PROBLEMS TO SOLVE:
A. Could you print the part of the article on the abortion-reversal bill starting at "2. That medical" and ending at "false, and dangerous."?
B. Would you carry on with the article on the abortion-reversal bill from the point where it stops?

(Beginning of TEXT PROVIDED)

It centers on the drug mifepristone, known as the abortion pill, and telling patients that its effects can be reversed even after a patient takes the pill.

Some people who came to testify Friday included doctors. One physician, Dr. Ellen Brady, said the claim the effects can be reversed is a pseudo-science.

“Legislative interference in the patient/physician relationship is unwarranted and dangerous,” she further explained.

But others said it actually gives patients more choice—and lets women know they can reverse their abortion should they regret it.

“It is a protective umbrella,” said Utah resident Regina Burton. “It ensures that woman are told of all options."

Comment was torn between both sides on HB 141. The bill would add a few lines to what’s already law when it comes to abortion.

1. That medical personnel, "explain the options and consequences of aborting a medication-induced abortion."

2. That medical personnel provide this statement: "Research indicates that mifepristone alone is not always effective in ending a pregnancy. You may still have a viable pregnancy after taking mifepristone. If you have taken mifepristone but have not yet taken the second drug and have questions regarding the health of your fetus or are questioning your decision to terminate your pregnancy, you should consult a physician immediately."

Essentially, it would require explaining that it’s possible to abort an abortion.

Some said Friday that this statement is false, and dangerous.

(End of TEXT PROVIDED)
(Beginning of EXTRACTED INFORMATION)

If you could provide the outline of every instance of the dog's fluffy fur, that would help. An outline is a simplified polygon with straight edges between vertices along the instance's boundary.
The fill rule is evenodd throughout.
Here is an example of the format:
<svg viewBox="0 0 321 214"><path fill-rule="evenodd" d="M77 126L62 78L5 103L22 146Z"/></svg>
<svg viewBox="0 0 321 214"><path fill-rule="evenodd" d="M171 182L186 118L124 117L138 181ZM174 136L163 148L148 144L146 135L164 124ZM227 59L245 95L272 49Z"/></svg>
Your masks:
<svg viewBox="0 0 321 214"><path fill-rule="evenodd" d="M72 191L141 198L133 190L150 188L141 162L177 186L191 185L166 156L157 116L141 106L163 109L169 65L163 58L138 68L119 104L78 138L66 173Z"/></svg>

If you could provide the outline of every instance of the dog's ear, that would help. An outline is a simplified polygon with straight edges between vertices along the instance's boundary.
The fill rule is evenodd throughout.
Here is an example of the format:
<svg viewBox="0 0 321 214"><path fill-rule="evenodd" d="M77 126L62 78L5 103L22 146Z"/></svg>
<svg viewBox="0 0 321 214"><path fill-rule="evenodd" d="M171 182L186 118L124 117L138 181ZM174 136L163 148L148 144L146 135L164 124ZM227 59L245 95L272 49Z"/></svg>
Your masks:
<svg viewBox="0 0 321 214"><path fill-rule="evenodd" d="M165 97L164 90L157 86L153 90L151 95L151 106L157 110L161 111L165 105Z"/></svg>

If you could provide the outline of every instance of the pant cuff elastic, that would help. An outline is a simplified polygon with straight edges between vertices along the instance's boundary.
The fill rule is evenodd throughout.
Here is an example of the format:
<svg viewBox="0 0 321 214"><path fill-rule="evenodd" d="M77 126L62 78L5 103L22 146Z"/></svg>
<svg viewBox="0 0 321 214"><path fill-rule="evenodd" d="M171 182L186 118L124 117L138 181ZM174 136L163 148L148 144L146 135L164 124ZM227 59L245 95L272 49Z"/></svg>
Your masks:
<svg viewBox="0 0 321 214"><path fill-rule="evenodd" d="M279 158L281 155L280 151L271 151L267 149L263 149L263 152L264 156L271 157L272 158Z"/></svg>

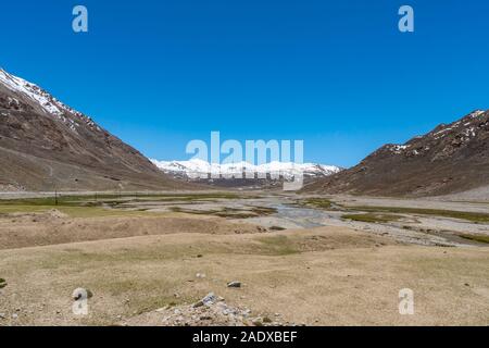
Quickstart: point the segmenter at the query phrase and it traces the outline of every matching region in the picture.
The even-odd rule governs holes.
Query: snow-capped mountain
[[[437,196],[489,187],[489,110],[476,110],[310,184],[314,192]]]
[[[265,175],[279,176],[285,179],[292,178],[294,173],[302,173],[305,177],[325,177],[338,173],[341,169],[335,165],[323,165],[315,163],[269,162],[253,165],[248,162],[216,164],[199,159],[189,161],[158,161],[151,160],[160,170],[174,176],[188,178],[202,178],[208,174],[213,177],[218,175],[237,176],[244,172],[256,173],[256,177]]]

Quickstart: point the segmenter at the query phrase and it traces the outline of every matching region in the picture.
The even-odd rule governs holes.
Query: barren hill
[[[0,70],[0,190],[180,185],[89,116]]]

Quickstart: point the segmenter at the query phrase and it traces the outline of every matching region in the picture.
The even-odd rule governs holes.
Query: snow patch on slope
[[[179,174],[188,177],[196,174],[239,175],[243,172],[258,174],[278,174],[285,178],[293,177],[294,173],[302,172],[305,176],[328,176],[341,171],[335,165],[293,162],[269,162],[254,165],[248,162],[216,164],[199,159],[189,161],[158,161],[151,160],[160,170],[167,174]]]

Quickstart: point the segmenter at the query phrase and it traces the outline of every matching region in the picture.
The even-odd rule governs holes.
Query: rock
[[[93,297],[93,293],[91,293],[89,289],[84,289],[84,288],[79,287],[73,291],[72,298],[76,301],[76,300],[79,300],[85,295],[87,296],[87,298]]]
[[[212,306],[214,304],[218,298],[214,295],[214,293],[209,293],[204,298],[202,298],[200,301],[197,301],[193,303],[193,308],[199,308],[202,306]]]
[[[261,318],[253,319],[252,323],[254,326],[263,326],[263,322],[262,322]]]
[[[229,282],[227,283],[227,287],[241,287],[240,282]]]

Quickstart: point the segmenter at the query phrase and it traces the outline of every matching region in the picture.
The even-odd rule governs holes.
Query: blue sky
[[[89,33],[72,30],[72,9]],[[398,9],[415,33],[398,30]],[[191,139],[303,139],[354,165],[489,108],[485,0],[3,1],[0,65],[156,159]]]

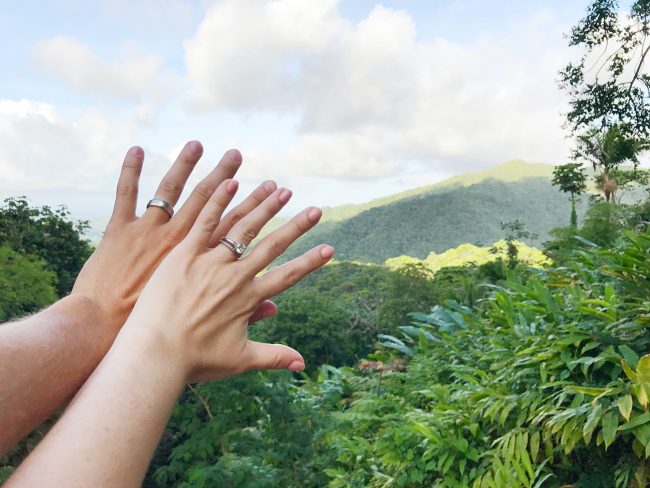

(End of EXTRACTED INFORMATION)

RESULTS FOR EACH TASK:
A.
2. That medical personnel provide this statement: "Research indicates that mifepristone alone is not always effective in ending a pregnancy. You may still have a viable pregnancy after taking mifepristone. If you have taken mifepristone but have not yet taken the second drug and have questions regarding the health of your fetus or are questioning your decision to terminate your pregnancy, you should consult a physician immediately."

Essentially, it would require explaining that it’s possible to abort an abortion.

Some said Friday that this statement is false, and dangerous.

B.
“You cannot put into legislation and law a requirement that is scientifically unfounded,” said Chelsea Shields of Utah Women Unite.

But other women disputed that claim, saying the doctors back this science.

Several women who’ve undergone abortions shared their own personal testimony, and explained why think the bill is wrong.

“This bill only accomplishes one goal, which is to further shame women,” one woman testified.

On the other side—those who support the bill said that isn’t the case.

“This bill is so refreshing,” said Nicholeen Peck, president of the Worldwide Organization for Women. “It is not about shaming women."

In the end, the house committee did their own back-and-forth.

“If there's a chance to alleviate suffering in one woman… then I am for this bill,” said Rep. Karianne Lisonbee, R-Clearfield.

Rep. Brian King, D-Salt Lake City, also spoke.

“I just can't bring myself to feel comfortable that we are not engaging in micromanaging medicine here,” he said.

The committee passed the legislation 9-2, and sent it to debate at the next level.